DIRECTIVE –
Tally the lines in the items below that contain the word "instance". Reply with only that number.

[INPUT start]

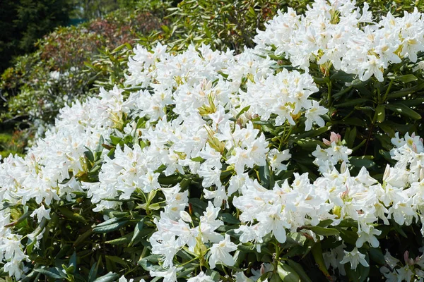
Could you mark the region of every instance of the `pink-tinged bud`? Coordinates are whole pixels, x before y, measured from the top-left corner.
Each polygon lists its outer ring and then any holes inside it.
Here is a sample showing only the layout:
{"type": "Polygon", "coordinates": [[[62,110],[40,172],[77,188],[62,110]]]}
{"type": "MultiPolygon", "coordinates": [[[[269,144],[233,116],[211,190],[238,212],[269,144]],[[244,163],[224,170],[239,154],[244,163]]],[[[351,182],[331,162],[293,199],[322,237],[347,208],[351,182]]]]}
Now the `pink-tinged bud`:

[INPUT end]
[INPUT start]

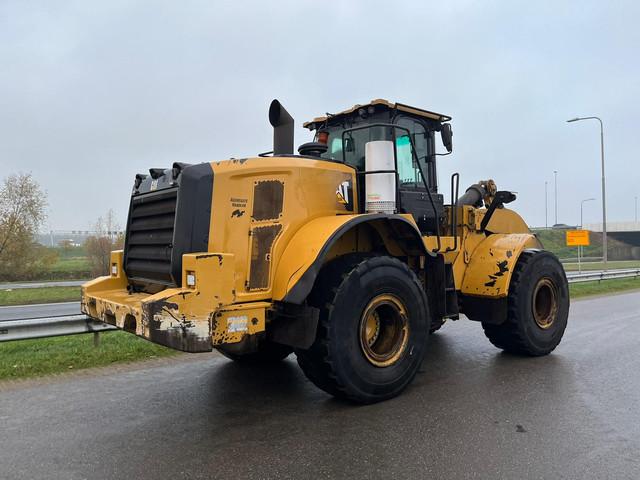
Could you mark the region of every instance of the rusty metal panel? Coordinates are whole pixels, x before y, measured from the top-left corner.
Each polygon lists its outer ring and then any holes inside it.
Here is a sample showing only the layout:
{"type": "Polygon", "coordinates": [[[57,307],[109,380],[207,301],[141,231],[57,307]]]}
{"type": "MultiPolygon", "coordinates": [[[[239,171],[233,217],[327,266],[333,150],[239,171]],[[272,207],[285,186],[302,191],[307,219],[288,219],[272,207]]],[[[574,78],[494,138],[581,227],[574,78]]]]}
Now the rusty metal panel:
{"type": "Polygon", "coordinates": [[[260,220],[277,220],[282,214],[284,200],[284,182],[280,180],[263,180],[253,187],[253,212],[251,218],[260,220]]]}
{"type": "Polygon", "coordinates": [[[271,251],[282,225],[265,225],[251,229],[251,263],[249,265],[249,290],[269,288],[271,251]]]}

[INPUT end]

WRITTEN RESPONSE –
2